== Records for this task

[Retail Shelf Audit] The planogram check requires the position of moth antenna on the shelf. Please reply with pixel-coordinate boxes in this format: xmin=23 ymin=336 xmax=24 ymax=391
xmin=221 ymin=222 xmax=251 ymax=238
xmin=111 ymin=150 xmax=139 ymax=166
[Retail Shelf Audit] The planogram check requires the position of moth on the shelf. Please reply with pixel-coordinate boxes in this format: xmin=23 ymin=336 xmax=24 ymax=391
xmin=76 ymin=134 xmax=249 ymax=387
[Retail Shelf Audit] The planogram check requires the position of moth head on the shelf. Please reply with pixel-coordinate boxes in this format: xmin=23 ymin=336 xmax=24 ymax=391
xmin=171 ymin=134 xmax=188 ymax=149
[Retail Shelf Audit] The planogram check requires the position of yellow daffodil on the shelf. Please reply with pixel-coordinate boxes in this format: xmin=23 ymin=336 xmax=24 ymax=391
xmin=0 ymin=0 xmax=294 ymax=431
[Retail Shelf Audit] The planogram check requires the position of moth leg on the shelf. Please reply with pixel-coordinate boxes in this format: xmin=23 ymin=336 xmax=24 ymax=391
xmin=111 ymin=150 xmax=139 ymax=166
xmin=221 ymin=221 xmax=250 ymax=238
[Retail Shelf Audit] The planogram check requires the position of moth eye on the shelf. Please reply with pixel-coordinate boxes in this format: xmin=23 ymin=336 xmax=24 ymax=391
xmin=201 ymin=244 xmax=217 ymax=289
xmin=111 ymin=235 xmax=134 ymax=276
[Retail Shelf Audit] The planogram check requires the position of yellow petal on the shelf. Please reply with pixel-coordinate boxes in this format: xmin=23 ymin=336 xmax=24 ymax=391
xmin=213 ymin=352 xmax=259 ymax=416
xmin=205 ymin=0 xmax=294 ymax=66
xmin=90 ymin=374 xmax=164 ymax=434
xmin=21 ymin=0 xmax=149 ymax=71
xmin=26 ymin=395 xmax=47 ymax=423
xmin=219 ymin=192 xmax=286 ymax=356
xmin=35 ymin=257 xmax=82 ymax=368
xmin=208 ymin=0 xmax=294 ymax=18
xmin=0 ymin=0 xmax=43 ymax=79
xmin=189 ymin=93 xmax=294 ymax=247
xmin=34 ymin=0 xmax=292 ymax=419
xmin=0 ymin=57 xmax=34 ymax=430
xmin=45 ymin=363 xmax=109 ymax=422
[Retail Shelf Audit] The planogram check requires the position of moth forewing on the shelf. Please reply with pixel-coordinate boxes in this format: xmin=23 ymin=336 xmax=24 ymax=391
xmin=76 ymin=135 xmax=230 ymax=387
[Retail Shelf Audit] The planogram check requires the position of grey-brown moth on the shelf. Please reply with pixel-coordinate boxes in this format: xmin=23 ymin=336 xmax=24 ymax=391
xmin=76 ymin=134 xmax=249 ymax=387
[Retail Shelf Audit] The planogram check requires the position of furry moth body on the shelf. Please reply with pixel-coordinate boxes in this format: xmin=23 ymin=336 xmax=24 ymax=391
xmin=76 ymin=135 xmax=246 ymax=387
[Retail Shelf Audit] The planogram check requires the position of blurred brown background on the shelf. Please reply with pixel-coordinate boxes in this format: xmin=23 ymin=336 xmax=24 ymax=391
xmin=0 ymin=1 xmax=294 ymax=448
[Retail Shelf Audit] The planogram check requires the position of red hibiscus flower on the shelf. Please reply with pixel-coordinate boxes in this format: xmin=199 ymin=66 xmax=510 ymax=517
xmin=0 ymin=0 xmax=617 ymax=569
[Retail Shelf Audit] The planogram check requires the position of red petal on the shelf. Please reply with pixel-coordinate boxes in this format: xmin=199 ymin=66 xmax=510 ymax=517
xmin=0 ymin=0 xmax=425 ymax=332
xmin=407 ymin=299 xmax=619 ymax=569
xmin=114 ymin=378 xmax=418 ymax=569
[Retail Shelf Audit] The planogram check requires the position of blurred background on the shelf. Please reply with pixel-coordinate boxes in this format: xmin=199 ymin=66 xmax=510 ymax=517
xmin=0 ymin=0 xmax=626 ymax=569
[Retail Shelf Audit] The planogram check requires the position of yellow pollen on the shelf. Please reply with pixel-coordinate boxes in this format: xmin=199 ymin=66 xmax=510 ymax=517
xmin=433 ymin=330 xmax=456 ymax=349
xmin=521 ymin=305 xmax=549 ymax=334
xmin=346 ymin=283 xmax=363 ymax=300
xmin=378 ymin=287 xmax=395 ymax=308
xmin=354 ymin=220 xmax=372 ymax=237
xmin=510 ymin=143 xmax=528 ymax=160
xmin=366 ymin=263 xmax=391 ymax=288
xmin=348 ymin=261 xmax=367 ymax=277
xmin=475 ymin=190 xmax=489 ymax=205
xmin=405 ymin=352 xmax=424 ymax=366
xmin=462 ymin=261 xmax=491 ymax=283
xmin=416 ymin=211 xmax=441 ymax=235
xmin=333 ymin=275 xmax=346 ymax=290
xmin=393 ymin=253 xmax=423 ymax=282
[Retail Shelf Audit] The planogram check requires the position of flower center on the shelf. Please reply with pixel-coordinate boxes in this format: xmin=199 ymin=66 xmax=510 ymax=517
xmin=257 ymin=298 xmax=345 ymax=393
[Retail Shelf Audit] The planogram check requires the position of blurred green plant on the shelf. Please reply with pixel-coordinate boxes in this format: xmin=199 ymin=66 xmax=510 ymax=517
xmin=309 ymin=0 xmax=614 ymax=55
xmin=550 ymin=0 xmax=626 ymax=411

====

* [What you are asked to do]: Locate every line in the listing above that contains the word "petal" and copy each of those lines. Case counts.

* [Task result]:
[Retail Shelf Audit] The planogram check requires the position of yellow petal on the shelf. Please reply with pixel-coordinate boxes in this format: xmin=23 ymin=336 xmax=24 ymax=391
[Retail Shelf Audit] The planogram check requires the position of red petal on the shelf. Please reply with pixel-coordinate boxes in this format: xmin=199 ymin=66 xmax=510 ymax=517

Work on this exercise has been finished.